> Your tasks
a) The excerpt on carbon credits below lists no-till among the qualifying practices. Explain in one to three sentences how it gives no-till the ability to create carbon credits.
b) Answer these questions from the excerpt on carbon credits below:
(i) What is named as the primary driver in the voluntary carbon market?
(ii) What example is given of a practice that enables long-term storage of carbon?
(iii) In what forms can farmers receive their compensation?
c) Summarize the excerpt on carbon credits below in two sentences.

— Start of Excerpt —

Regarding practice eligibility, there are several sustainable production practices that can qualify for carbon credits, such as cover crops, livestock grazing, crop rotation, no-till/strip-till, anaerobic digesters, nutrient management, buffer strips, and tree establishment, among others (Myers 2021). It is important to remember that carbon credits can either be created by a practice that reduces carbon emissions (like no-till practices that reduce the number of equipment passes in a field) or by a practice that enables long-term storage (or sequestration) of carbon, such as restoring marginal farmland to a prairie or a forest (Janzen, 2021).
Determining Carbon Credit Prices
Currently, the law of supply and demand is the primary driver in the voluntary carbon market, and the contracts vary by company and program. Payments are not awarded simply for engaging in a given practice but rather on a per-ton carbon-stored basis. The carbon storage potential may be estimated by taking field samples or using biophysical models ahead of time, or the stored carbon may be calculated throughout the length of the contract. Although some companies may have a price floor, carbon offset prices range from less than US$1 per ton to more than US$50 per ton (Second Nature 2021). Regarding payments, farmers can receive their compensation in the form of cash, cryptocurrency, or credits toward purchases (Sellers et al. 2021).

— End of Excerpt —
— Start of Data lines —

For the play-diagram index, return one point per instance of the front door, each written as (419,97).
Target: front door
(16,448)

— End of Data lines —

> Solutions per task
a) No-till creates carbon credits by reducing carbon emissions, since it cuts the number of equipment passes in a field. Reducing emissions is one of the two ways the excerpt says a practice can create credits. The other is enabling long-term storage of carbon.

b)
(i) The law of supply and demand.
(ii) Restoring marginal farmland to a prairie or a forest.
(iii) Cash, cryptocurrency, or credits toward purchases.

c) Many sustainable farming practices, such as cover crops, crop rotation, and no-till, can earn carbon credits, either by reducing carbon emissions or by enabling long-term carbon storage. In the voluntary carbon market, supply and demand drive prices, which range from under US$1 to over US$50 per ton, and farmers are paid per ton of carbon stored in cash, cryptocurrency, or purchase credits.